PROBLEM REQUIREMENTS:
Find the string "focus" in the records. Copy every line it appears in.

MATERIAL FOR THIS TASK:
****************

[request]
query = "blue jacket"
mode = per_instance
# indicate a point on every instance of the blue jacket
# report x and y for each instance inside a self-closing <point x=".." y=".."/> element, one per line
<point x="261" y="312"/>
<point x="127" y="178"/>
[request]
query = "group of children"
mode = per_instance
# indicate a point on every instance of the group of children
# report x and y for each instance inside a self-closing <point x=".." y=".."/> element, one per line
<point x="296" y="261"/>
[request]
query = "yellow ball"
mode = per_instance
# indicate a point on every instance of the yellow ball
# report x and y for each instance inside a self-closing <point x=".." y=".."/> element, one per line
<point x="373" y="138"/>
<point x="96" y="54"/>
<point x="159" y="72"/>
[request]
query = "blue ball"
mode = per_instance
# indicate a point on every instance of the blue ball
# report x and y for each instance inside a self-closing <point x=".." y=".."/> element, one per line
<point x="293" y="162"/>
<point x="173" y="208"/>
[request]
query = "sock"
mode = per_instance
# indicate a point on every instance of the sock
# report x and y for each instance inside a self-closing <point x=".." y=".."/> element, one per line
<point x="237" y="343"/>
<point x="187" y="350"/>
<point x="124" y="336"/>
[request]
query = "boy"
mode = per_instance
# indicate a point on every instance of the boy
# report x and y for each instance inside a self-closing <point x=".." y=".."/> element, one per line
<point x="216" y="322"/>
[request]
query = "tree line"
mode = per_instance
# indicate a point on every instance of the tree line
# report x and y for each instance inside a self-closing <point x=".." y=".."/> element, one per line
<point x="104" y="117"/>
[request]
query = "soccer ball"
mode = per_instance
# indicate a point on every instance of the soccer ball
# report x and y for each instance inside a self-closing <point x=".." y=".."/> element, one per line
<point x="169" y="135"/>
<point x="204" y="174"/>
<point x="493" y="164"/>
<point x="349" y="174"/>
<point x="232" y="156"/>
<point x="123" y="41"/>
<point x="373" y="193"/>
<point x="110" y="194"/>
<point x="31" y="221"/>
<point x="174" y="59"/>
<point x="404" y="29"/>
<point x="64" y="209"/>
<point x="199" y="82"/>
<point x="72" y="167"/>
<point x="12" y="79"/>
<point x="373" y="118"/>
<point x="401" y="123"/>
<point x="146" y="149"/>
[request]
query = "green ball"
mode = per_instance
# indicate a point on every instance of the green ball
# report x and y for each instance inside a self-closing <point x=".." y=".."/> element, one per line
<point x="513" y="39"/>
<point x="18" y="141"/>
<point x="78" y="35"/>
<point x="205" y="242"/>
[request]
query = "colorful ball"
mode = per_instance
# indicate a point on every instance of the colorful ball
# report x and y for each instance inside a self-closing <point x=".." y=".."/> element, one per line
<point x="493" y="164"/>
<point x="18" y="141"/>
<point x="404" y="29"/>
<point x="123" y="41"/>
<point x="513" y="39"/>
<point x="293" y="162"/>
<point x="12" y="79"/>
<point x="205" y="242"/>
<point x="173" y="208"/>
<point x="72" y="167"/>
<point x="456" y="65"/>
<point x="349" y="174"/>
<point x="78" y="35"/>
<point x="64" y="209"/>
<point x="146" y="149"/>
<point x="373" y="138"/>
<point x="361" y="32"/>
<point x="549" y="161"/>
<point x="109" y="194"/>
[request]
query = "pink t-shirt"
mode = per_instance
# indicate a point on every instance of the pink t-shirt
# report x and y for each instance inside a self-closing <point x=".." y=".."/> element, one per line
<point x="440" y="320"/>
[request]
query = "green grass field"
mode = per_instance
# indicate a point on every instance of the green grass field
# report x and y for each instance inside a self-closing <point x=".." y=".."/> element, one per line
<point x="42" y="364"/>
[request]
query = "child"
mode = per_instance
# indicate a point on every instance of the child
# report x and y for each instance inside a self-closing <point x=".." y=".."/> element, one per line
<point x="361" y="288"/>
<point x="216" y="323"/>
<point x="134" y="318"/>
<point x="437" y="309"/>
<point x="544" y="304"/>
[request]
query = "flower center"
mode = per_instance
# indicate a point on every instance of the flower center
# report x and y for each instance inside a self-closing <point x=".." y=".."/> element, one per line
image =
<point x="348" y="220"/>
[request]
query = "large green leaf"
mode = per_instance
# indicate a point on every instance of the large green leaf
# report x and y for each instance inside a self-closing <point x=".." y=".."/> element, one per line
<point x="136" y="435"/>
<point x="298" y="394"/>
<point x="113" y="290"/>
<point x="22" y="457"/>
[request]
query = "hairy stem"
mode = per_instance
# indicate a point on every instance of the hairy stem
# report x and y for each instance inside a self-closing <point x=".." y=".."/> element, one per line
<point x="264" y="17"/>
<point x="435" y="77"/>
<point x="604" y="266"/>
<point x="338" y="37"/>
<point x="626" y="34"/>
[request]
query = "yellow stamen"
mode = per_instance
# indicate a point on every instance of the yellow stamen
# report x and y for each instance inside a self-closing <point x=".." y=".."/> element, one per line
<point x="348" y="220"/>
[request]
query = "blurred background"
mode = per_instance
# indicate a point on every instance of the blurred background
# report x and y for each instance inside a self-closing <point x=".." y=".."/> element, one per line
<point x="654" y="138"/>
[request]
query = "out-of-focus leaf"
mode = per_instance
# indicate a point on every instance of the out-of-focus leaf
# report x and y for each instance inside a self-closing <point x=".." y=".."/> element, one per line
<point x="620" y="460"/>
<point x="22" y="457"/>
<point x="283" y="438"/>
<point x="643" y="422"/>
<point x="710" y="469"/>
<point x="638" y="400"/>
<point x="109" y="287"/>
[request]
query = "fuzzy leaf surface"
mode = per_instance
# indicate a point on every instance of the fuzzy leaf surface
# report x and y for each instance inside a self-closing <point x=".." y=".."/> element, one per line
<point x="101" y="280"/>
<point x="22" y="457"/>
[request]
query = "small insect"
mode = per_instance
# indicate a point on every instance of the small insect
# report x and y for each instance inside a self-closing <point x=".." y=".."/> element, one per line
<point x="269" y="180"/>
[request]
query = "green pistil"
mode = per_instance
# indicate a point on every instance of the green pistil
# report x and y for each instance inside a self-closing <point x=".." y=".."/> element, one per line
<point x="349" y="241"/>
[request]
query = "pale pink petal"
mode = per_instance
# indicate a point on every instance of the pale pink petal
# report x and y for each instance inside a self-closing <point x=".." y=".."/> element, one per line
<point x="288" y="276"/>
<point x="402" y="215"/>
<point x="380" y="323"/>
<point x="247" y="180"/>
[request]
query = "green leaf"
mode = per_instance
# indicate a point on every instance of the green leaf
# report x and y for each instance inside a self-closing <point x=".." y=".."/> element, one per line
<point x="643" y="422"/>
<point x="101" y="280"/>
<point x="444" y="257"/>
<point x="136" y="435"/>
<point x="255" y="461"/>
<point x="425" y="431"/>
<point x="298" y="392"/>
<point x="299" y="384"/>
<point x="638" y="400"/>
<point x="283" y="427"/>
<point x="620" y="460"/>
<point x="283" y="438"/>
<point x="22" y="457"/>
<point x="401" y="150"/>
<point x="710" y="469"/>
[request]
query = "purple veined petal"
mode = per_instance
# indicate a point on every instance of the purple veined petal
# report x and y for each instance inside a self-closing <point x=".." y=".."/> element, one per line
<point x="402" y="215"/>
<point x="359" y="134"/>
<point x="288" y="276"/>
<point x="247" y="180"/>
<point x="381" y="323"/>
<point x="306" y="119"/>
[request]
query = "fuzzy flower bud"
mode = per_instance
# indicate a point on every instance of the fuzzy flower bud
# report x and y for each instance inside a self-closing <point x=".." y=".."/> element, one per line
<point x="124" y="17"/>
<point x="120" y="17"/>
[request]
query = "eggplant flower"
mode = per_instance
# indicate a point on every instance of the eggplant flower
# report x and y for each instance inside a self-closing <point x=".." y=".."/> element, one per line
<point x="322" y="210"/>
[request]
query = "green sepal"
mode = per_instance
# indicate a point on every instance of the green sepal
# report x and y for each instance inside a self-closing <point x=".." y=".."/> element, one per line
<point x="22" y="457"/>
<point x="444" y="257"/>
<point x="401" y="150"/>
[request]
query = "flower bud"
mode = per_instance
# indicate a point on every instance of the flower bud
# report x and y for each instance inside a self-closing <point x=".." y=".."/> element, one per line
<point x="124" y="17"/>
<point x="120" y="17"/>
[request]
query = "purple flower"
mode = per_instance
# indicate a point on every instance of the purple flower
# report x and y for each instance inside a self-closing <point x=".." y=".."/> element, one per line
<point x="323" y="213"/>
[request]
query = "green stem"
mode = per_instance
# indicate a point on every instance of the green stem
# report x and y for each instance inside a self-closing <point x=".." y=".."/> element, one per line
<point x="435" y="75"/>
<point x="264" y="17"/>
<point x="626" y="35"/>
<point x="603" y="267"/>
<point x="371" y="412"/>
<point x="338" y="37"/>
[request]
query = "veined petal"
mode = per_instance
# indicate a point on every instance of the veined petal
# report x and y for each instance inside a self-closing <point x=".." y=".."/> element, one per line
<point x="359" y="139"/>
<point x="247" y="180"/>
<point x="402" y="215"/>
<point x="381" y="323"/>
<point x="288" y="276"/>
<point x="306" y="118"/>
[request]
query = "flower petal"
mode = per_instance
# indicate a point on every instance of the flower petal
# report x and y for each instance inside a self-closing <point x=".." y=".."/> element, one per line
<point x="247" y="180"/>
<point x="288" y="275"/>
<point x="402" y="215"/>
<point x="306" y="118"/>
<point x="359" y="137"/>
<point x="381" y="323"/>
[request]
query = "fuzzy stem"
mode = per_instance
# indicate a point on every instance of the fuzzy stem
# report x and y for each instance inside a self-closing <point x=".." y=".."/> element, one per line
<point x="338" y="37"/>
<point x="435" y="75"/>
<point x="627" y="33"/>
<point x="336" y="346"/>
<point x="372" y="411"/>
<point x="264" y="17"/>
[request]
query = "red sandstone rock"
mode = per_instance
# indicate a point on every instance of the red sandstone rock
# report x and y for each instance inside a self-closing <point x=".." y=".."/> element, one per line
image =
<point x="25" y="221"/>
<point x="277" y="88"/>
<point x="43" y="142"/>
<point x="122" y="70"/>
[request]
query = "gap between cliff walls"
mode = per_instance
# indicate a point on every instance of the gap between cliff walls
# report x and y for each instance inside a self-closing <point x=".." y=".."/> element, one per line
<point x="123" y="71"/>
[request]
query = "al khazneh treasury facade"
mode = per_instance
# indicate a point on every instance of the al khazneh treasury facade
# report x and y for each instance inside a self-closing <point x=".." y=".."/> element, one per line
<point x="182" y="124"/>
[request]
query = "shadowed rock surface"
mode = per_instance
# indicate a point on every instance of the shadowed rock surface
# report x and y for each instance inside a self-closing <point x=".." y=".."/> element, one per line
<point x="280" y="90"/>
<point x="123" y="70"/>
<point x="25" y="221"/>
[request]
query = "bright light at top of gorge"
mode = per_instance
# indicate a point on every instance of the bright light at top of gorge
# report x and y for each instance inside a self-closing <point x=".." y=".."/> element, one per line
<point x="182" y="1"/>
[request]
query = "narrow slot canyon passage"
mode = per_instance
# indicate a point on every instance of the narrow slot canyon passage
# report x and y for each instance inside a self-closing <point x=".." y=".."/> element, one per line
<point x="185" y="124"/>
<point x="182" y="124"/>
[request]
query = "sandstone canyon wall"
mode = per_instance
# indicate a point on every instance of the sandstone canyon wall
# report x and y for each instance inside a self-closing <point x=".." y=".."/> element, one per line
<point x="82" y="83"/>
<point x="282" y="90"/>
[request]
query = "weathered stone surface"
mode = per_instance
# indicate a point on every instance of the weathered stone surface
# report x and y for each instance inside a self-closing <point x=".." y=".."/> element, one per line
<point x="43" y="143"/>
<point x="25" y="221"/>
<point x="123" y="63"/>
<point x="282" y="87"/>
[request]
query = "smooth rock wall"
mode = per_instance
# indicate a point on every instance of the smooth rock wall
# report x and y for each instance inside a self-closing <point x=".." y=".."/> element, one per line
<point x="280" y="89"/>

****************

ANSWER SPACE:
query = "out-of-focus leaf"
# indicate a point on every instance of the out-of-focus leaf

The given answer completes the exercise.